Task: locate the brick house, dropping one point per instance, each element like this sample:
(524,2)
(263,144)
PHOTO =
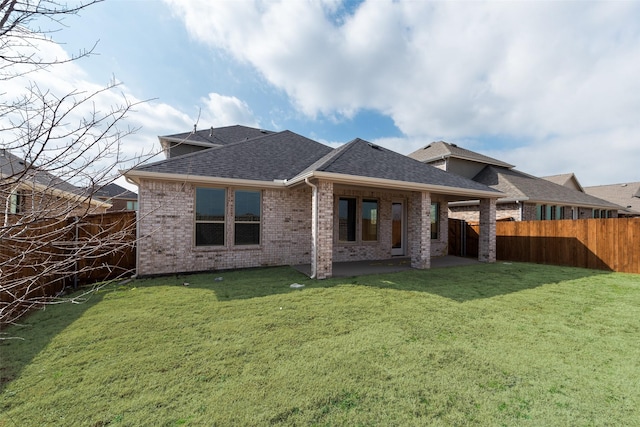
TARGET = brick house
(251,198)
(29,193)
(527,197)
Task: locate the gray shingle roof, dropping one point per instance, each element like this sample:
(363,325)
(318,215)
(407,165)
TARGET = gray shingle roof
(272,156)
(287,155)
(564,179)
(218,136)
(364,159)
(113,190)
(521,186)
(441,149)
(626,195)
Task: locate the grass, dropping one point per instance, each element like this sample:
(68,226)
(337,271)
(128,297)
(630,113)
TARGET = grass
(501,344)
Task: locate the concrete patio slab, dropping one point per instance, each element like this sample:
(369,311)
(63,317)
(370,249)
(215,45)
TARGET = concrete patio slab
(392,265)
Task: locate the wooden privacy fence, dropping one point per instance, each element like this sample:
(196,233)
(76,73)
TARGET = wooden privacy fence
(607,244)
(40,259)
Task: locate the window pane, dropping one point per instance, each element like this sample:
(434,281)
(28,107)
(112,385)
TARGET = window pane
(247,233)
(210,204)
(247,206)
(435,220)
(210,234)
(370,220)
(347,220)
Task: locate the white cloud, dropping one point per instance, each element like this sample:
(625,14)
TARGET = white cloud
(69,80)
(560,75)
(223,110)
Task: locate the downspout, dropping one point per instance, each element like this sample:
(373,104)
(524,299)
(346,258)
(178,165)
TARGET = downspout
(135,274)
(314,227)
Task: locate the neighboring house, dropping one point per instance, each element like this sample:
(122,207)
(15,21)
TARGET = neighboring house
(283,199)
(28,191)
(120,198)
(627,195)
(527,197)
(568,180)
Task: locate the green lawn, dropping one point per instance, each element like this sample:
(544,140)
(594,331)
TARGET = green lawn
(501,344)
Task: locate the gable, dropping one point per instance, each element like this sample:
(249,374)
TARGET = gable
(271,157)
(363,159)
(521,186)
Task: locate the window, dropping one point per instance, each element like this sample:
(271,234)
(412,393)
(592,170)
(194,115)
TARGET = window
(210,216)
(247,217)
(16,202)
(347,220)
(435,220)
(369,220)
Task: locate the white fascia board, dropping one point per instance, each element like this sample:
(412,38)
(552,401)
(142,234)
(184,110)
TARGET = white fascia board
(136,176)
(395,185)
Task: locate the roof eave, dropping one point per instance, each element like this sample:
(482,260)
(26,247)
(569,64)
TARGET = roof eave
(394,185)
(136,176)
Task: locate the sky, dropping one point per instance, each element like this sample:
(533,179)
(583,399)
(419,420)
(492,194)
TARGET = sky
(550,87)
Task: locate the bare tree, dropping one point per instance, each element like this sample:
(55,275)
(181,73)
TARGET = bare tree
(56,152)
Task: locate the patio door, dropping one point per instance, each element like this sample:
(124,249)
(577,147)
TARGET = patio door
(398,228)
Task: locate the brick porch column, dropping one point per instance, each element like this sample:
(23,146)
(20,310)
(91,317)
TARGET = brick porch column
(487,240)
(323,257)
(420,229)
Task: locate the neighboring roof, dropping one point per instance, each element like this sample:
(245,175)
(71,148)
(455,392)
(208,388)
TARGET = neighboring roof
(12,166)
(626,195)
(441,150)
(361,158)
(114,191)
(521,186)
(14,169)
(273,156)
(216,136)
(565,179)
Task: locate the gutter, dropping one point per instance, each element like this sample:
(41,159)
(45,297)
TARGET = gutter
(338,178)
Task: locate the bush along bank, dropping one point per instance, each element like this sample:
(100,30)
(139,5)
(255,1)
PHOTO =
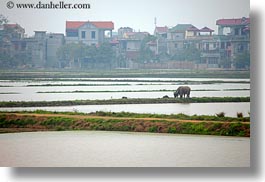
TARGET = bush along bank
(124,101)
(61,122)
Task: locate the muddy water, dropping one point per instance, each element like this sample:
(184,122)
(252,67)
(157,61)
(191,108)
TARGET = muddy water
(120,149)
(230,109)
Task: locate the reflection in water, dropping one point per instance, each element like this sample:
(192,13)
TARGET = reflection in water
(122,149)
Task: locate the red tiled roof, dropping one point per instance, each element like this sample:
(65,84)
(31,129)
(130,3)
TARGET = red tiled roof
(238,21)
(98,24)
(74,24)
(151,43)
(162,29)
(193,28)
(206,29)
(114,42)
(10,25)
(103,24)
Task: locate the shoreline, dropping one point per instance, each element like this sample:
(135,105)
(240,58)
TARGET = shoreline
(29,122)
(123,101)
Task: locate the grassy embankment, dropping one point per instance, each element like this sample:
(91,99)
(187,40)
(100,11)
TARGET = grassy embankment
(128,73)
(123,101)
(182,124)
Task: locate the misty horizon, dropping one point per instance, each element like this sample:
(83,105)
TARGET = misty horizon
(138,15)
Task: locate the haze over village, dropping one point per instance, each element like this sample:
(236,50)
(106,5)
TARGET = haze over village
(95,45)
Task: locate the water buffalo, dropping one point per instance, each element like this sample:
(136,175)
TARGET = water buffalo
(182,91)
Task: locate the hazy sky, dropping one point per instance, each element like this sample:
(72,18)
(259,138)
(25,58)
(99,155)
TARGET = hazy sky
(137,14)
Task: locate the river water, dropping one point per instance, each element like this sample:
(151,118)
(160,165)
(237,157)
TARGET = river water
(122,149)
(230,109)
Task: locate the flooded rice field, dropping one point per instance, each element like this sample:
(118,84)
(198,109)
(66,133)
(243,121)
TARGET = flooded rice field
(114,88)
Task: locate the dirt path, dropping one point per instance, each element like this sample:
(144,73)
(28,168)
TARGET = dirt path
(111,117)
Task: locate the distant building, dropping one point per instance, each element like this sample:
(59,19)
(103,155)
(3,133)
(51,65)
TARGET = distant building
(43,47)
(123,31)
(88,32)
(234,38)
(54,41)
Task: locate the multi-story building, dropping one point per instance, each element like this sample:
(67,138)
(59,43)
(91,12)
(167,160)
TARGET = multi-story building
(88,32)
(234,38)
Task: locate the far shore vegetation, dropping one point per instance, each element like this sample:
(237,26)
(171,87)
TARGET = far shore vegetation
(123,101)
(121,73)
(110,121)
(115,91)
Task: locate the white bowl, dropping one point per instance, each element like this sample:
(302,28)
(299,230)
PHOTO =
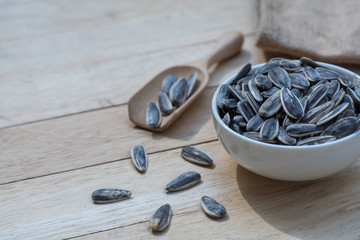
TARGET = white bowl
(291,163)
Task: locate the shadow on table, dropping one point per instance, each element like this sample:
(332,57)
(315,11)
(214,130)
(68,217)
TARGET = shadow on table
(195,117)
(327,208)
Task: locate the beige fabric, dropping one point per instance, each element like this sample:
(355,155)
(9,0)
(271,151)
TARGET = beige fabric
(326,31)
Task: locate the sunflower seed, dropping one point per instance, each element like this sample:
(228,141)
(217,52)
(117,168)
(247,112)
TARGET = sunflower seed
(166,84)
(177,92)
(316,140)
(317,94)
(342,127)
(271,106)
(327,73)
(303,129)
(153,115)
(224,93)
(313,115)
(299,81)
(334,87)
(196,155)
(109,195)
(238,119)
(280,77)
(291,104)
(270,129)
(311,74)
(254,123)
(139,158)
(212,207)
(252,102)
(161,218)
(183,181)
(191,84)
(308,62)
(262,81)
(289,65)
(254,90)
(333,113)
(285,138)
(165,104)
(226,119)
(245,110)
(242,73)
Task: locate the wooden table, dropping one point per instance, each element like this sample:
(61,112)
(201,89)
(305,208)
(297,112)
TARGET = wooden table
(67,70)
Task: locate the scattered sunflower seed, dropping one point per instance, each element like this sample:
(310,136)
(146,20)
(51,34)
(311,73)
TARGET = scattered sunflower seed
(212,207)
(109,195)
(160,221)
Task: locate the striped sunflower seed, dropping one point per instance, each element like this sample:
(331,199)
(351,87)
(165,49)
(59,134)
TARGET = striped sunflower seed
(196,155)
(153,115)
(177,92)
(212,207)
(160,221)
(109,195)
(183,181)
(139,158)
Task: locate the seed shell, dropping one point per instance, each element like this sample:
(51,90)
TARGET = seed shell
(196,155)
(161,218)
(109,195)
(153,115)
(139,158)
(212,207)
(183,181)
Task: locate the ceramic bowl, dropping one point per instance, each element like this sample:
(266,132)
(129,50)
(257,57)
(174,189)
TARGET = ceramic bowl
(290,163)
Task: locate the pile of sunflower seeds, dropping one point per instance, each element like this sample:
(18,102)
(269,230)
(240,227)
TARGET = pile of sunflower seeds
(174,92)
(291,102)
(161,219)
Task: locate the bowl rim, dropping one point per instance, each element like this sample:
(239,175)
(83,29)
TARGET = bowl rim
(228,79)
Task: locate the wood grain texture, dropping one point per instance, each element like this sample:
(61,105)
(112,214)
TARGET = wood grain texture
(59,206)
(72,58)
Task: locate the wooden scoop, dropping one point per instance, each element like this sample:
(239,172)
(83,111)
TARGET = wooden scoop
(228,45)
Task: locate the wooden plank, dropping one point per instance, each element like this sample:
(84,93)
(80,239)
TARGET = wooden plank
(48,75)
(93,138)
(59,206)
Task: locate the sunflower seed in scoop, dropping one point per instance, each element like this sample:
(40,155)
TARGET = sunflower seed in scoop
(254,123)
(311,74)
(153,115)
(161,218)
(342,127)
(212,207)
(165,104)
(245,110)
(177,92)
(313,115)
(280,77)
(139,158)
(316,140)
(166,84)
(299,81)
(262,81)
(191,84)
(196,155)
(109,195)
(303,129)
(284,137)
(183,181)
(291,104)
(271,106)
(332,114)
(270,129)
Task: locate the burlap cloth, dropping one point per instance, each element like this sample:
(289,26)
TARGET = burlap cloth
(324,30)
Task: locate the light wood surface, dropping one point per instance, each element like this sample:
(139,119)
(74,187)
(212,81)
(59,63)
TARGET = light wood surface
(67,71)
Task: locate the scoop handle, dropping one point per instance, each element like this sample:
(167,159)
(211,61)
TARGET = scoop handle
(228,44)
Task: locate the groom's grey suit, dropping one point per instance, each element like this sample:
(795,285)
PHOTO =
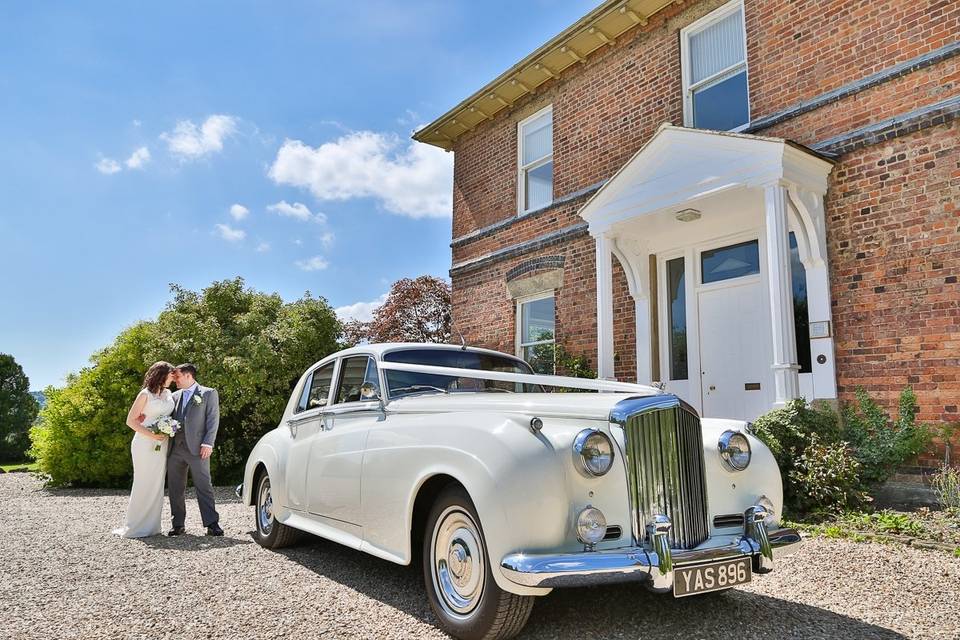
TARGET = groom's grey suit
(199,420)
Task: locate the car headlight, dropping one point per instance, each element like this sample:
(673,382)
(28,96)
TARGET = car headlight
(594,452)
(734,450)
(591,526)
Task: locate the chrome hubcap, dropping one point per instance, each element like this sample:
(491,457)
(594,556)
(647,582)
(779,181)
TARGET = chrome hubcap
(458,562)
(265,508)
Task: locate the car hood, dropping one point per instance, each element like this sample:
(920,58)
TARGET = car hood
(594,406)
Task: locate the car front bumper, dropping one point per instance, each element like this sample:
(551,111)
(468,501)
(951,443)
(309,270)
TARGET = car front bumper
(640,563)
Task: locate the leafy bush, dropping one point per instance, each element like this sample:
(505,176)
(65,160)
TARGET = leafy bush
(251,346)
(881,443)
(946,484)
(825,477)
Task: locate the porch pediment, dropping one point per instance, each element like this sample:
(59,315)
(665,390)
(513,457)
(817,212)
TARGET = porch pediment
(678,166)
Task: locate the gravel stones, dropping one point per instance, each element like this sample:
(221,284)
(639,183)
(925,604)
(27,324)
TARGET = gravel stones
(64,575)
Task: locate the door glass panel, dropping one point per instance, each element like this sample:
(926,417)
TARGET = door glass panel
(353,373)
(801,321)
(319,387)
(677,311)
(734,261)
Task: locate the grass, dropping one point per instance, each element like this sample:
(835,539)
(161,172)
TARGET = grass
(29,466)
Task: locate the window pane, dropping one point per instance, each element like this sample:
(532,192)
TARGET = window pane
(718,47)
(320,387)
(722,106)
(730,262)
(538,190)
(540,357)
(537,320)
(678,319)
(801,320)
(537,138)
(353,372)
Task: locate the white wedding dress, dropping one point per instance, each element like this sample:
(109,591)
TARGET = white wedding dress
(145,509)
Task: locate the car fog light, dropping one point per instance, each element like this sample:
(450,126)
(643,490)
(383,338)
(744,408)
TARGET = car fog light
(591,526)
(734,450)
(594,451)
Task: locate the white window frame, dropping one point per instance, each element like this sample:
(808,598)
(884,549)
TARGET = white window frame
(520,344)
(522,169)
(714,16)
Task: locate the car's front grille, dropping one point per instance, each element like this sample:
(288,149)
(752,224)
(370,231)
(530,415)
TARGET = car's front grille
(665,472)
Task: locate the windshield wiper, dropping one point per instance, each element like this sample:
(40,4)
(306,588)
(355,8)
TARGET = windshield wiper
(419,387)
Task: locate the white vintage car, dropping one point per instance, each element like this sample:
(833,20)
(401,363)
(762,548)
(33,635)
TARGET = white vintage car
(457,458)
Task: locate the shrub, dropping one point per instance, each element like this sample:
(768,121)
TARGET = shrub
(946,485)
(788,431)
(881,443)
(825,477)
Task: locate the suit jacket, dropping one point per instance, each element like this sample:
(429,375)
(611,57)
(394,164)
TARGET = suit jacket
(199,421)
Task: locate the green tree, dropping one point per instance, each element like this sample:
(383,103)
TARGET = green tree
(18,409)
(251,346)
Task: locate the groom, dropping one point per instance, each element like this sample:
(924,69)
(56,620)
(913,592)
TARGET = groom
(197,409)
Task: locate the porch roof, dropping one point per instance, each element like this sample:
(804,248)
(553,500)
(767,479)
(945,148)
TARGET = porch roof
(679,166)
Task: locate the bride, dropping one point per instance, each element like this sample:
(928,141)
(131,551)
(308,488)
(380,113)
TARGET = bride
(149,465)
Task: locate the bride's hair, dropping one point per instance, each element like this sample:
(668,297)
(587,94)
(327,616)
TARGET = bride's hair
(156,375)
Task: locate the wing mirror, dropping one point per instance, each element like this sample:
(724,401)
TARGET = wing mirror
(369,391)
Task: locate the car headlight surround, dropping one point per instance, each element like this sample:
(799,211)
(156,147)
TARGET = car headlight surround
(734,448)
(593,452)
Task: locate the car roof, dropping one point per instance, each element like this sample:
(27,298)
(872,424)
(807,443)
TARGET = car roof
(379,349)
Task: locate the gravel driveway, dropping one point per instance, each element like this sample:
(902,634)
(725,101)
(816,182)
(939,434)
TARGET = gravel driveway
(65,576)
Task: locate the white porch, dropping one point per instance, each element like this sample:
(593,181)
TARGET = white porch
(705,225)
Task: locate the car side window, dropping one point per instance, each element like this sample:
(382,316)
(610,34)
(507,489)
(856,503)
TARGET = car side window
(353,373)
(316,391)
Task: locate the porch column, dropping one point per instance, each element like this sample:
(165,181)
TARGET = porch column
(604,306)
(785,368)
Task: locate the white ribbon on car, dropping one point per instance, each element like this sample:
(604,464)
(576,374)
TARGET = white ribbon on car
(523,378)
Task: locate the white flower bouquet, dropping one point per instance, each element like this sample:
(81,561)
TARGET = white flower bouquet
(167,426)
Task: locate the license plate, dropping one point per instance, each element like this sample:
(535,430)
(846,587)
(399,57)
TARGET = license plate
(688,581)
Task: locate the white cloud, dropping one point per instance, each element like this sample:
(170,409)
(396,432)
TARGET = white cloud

- - -

- Task to complete:
What is wanted is an exact repetition of the lines from the one with "Task: locate the white ribbon" through the last line of the material above, both ends included.

- Exercise output:
Task: locate the white ribbon on car, dropping one point per instance, each element like this sample:
(604,464)
(576,374)
TARGET = white ribbon on car
(523,378)
Task: locate the white flower bouquet, dropping one point per instance, each element like this sample:
(81,561)
TARGET = white flower bouquet
(167,426)
Task: locate the license plate, dropping one point per instance, each element like this sample:
(535,430)
(846,587)
(399,57)
TARGET = license plate
(688,581)
Task: locate the white cloud, dropping one point per instance, each element like this sample:
(170,409)
(396,432)
TARGET = white cloud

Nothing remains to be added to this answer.